Which lines in the records below contain the string "shoulder"? Pull out each one, treating uppercase and lowercase as different.

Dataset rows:
☆ ☆ ☆ ☆ ☆
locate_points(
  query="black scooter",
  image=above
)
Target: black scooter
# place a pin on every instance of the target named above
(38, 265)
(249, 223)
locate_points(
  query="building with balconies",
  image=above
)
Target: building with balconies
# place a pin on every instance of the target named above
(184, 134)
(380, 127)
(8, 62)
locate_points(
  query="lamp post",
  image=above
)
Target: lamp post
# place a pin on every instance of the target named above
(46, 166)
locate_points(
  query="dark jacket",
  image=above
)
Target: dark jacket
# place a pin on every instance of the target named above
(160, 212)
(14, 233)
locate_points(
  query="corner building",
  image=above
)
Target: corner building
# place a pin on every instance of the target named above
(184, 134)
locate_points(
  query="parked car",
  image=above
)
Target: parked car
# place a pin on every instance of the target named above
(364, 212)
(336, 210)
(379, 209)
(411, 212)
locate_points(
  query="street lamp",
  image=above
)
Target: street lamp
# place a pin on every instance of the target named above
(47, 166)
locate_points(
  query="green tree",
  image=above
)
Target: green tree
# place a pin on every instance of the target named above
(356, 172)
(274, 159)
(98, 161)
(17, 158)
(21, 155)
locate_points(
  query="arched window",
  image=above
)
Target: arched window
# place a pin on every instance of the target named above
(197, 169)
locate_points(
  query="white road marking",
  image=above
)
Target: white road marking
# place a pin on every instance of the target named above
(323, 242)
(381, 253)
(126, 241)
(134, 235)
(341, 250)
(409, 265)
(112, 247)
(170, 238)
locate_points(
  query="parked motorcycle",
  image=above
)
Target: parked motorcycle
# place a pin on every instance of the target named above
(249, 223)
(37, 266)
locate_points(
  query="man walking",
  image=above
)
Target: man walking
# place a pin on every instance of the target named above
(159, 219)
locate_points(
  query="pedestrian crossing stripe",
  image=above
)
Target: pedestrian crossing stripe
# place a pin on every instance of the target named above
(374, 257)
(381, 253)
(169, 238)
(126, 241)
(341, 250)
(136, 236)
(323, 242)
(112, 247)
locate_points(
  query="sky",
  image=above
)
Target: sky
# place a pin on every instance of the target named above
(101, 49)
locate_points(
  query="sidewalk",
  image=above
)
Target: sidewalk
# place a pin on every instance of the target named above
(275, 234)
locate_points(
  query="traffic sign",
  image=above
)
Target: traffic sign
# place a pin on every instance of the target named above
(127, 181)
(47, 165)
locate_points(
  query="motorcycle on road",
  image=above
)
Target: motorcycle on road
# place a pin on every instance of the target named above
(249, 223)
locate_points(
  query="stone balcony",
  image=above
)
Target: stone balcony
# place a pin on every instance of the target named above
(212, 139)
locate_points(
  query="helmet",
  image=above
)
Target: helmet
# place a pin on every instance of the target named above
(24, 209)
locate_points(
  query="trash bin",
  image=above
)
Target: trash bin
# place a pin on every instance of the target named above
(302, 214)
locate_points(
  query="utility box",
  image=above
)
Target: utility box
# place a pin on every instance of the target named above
☆ ☆ ☆ ☆ ☆
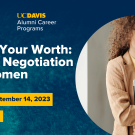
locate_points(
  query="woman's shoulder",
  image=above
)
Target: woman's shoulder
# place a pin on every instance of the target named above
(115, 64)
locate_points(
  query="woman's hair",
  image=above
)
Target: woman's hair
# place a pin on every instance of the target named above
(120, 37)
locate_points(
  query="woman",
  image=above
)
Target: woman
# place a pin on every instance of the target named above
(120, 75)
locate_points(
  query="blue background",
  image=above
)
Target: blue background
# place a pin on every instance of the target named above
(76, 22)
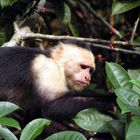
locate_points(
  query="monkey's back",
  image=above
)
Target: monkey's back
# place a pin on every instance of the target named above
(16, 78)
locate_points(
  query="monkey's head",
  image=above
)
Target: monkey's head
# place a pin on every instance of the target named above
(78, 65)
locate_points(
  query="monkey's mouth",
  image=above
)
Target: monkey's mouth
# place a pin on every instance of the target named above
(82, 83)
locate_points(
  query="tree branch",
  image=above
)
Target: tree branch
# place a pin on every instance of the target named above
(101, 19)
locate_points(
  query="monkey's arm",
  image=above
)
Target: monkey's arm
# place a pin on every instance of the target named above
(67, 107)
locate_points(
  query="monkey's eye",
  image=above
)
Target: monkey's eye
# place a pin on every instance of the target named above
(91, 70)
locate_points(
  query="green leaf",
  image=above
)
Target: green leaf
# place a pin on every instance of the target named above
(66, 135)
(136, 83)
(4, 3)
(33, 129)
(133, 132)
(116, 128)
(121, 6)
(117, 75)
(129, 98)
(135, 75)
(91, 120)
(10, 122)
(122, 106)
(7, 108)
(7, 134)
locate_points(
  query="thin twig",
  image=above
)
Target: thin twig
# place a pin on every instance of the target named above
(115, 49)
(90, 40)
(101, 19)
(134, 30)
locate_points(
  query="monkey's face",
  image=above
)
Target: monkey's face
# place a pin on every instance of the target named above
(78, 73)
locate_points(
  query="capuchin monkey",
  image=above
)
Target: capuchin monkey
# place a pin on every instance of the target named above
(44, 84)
☆ ☆ ☆ ☆ ☆
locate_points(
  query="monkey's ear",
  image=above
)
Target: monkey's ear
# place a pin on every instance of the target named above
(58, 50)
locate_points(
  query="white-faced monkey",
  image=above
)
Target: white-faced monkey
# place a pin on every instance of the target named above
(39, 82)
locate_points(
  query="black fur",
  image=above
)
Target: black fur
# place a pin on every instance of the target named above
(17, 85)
☆ ☆ ☆ ☆ ☆
Completed task -
  query="woman's shoulder",
Target: woman's shoulder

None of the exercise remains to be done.